======== Supplied entries ========

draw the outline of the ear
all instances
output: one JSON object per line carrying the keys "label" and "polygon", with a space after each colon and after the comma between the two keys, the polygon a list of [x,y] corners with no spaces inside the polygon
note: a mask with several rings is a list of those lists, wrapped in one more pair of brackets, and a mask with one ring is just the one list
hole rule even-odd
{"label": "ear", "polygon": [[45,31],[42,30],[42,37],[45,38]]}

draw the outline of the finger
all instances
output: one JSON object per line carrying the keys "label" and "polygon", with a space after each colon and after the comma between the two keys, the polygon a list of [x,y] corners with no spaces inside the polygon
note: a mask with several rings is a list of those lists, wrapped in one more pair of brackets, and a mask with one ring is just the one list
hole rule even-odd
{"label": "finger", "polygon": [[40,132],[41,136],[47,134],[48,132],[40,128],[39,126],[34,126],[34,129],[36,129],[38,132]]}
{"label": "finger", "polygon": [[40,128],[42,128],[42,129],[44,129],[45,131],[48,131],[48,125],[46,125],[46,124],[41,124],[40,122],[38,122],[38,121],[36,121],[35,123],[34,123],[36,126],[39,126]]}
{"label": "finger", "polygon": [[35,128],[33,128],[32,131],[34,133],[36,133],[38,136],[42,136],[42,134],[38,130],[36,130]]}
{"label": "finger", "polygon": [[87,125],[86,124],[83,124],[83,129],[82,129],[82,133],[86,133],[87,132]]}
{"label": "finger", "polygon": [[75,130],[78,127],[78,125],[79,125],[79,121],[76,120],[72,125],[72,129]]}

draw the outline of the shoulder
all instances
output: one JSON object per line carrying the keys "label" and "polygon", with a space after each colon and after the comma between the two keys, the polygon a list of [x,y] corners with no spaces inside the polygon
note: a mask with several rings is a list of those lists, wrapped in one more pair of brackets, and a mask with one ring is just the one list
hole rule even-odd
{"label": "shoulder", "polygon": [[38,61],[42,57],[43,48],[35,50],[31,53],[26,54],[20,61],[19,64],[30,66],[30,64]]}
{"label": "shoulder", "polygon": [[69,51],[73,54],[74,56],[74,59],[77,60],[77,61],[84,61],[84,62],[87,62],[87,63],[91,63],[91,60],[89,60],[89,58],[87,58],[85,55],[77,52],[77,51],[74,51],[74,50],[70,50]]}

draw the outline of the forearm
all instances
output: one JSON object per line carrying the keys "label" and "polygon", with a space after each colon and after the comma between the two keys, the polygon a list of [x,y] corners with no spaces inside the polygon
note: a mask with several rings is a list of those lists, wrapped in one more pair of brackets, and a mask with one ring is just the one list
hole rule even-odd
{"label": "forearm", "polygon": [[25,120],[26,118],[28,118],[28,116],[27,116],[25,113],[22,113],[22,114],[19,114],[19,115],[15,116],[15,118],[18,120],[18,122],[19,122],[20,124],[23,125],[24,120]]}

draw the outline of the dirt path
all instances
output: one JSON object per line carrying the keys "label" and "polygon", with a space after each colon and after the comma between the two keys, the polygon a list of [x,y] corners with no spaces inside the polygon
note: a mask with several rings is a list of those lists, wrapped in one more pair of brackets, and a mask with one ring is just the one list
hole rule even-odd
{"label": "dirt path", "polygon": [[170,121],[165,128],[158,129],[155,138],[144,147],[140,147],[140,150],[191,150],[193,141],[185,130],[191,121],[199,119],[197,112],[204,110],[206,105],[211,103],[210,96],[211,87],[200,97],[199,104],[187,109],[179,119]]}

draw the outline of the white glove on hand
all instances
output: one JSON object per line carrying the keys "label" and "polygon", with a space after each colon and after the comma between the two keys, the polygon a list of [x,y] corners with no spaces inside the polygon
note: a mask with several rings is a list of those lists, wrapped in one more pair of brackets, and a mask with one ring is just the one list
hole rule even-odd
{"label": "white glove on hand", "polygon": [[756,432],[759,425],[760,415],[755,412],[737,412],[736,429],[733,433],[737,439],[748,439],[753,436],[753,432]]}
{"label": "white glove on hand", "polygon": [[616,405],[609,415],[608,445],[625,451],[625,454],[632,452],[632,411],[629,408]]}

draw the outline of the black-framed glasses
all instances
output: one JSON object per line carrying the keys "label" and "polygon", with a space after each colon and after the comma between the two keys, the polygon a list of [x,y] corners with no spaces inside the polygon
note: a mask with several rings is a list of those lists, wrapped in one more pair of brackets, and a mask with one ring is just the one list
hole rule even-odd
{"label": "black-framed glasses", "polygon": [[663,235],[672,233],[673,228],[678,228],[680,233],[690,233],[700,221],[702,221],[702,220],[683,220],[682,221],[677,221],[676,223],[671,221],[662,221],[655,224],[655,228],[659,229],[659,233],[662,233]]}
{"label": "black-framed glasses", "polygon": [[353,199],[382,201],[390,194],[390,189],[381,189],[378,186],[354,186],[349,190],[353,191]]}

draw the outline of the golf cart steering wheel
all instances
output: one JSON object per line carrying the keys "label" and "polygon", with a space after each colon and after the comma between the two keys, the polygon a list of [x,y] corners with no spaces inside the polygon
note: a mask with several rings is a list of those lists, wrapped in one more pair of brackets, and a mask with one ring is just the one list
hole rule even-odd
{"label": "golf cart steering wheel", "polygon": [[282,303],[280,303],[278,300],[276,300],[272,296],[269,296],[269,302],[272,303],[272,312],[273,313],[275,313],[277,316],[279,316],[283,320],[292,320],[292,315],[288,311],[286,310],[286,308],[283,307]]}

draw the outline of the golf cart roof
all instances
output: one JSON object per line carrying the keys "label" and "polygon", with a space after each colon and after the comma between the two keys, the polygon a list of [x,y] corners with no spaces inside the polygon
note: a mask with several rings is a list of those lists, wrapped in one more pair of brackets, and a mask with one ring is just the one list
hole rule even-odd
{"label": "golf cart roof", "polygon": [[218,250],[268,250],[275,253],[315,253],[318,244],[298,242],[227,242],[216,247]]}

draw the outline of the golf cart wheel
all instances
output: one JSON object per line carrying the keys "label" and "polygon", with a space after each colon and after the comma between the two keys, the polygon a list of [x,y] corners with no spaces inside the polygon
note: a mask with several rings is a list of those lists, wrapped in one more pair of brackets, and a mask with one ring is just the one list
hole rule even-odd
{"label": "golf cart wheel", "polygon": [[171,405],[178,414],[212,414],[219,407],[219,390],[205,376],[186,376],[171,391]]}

========

■ Exercise prompt ■
Transcribe every entry verbatim.

■ Complete output ■
draw the outline of the ear
all instances
output: one JSON object per line carrying the keys "label" and "polygon", with a space after each colon and after the comma between the two keys, the polygon a list of [x,y] corners with no spaces inside the polygon
note: a mask with several rings is a list of those lists, wrapped in one more pair of brackets, and a mask with one ring is just the one list
hole rule even-odd
{"label": "ear", "polygon": [[45,31],[42,30],[42,37],[45,38]]}

draw the outline of the finger
all instances
output: one JSON object per line carrying the keys "label" and "polygon", with a space after each colon and after the comma between the two keys, the polygon a list of [x,y] corners with no spaces inside the polygon
note: a mask with several rings is a list of those lists, wrapped in one more pair of brackets, and a mask with one ring is just the one list
hole rule even-odd
{"label": "finger", "polygon": [[40,132],[41,136],[47,134],[48,132],[40,128],[39,126],[34,126],[34,129],[36,129],[38,132]]}
{"label": "finger", "polygon": [[40,128],[42,128],[42,129],[44,129],[45,131],[48,131],[48,125],[46,125],[46,124],[41,124],[40,122],[38,122],[38,121],[36,121],[35,123],[34,123],[36,126],[39,126]]}
{"label": "finger", "polygon": [[35,128],[33,128],[32,131],[34,133],[36,133],[38,136],[42,136],[42,134],[38,130],[36,130]]}
{"label": "finger", "polygon": [[87,125],[86,124],[83,124],[83,129],[82,129],[82,133],[86,133],[87,132]]}
{"label": "finger", "polygon": [[75,130],[78,127],[78,125],[79,125],[79,121],[76,120],[72,125],[72,129]]}

draw the outline of the shoulder
all instances
output: one JSON object per line carrying the keys "label" and "polygon", with a space after each colon and after the comma between the two keys, the polygon a list of [x,y] corners with no spaces inside the polygon
note: a mask with several rings is a list of those lists, wrapped in one more pair of brackets, and a mask with one ring is just the one list
hole rule even-odd
{"label": "shoulder", "polygon": [[38,61],[42,57],[43,48],[35,50],[31,53],[26,54],[20,61],[19,64],[30,66],[30,64]]}
{"label": "shoulder", "polygon": [[69,51],[73,54],[74,56],[74,59],[77,60],[77,61],[84,61],[84,62],[87,62],[87,63],[91,63],[91,60],[89,60],[89,58],[87,58],[85,55],[77,52],[77,51],[74,51],[74,50],[70,50]]}

draw the outline of the forearm
all instances
output: one JSON object per line carrying the keys "label" and "polygon", with a space after each colon and after the comma between the two keys, the polygon a list of [x,y] corners with no spaces inside the polygon
note: a mask with several rings is a list of those lists, wrapped in one more pair of brackets, and a mask with one ring is just the one list
hole rule even-odd
{"label": "forearm", "polygon": [[25,120],[26,118],[28,118],[28,116],[27,116],[25,113],[22,113],[22,114],[19,114],[19,115],[15,116],[15,118],[18,120],[18,122],[19,122],[20,124],[23,125],[24,120]]}

draw the outline of the dirt path
all instances
output: one JSON object per line carrying the keys "label" and "polygon", with a space after each colon and after the comma between the two keys, the polygon a list of [x,y] corners with no spaces inside the polygon
note: a mask with several rings is a list of those lists, wrapped in one more pair of brackets, and a mask with one ring is just the one list
hole rule even-odd
{"label": "dirt path", "polygon": [[170,121],[165,128],[158,129],[155,138],[144,147],[140,147],[140,150],[191,150],[193,141],[185,130],[191,121],[199,119],[197,112],[204,110],[206,105],[211,103],[210,96],[211,87],[200,97],[199,104],[187,109],[179,119]]}

draw the outline of the white glove on hand
all instances
output: one JSON object per line carrying the keys "label" and "polygon", with a space after each colon and after the comma between the two keys, the polygon a list of [x,y] corners with no spaces inside the polygon
note: a mask with several rings is a list of those lists, wrapped in one more pair of brackets, and a mask with one ring is just the one list
hole rule even-odd
{"label": "white glove on hand", "polygon": [[756,432],[759,425],[760,415],[755,412],[737,412],[736,429],[733,433],[737,439],[748,439],[753,436],[753,432]]}
{"label": "white glove on hand", "polygon": [[616,405],[609,415],[608,445],[625,451],[625,454],[632,452],[632,411],[629,408]]}

draw the outline of the black-framed glasses
all instances
output: one JSON object per line carrying the keys "label" and "polygon", with a space after each colon and after the comma between the two keys, the polygon a list of [x,y] corners with no spaces inside the polygon
note: a mask with several rings is a list of those lists, wrapped in one more pair of brackets, and a mask with one ring is just the one list
hole rule even-odd
{"label": "black-framed glasses", "polygon": [[663,235],[672,233],[673,228],[678,228],[680,233],[690,233],[700,221],[702,221],[702,220],[683,220],[682,221],[677,221],[676,223],[671,221],[662,221],[655,224],[655,228],[659,229],[659,233],[662,233]]}
{"label": "black-framed glasses", "polygon": [[353,199],[382,201],[390,194],[390,189],[381,189],[378,186],[354,186],[349,190],[353,191]]}

draw the outline of the golf cart steering wheel
all instances
output: one JSON object per line carrying the keys "label" and "polygon", with a space after each colon and after the comma between the two keys, the polygon a list of [x,y] corners with no spaces inside the polygon
note: a mask with several rings is a list of those lists, wrapped in one more pair of brackets, and a mask with one ring is just the one list
hole rule even-odd
{"label": "golf cart steering wheel", "polygon": [[282,303],[280,303],[278,300],[276,300],[272,296],[269,296],[269,302],[272,303],[272,312],[273,313],[275,313],[277,316],[279,316],[283,320],[292,320],[292,315],[288,311],[286,310],[286,308],[283,307]]}

draw the outline of the golf cart roof
all instances
output: one JSON object per line carrying the keys "label" and "polygon", with a space after each colon and after the comma between the two keys, the polygon a list of [x,y] corners with no spaces inside the polygon
note: a mask with several rings is a list of those lists, wrapped in one more pair of brackets, and a mask with one ring is just the one list
hole rule even-odd
{"label": "golf cart roof", "polygon": [[218,250],[268,250],[275,253],[315,253],[318,244],[298,242],[227,242],[216,247]]}

draw the outline of the golf cart wheel
all instances
output: one JSON object per line carrying the keys "label" and "polygon", with a space after each colon and after the comma between the two keys, the polygon a list of [x,y] corners with no spaces inside the polygon
note: a mask with several rings is a list of those lists, wrapped in one more pair of brackets, and a mask with one ring is just the one list
hole rule even-odd
{"label": "golf cart wheel", "polygon": [[171,405],[178,414],[212,414],[219,407],[219,390],[205,376],[186,376],[171,391]]}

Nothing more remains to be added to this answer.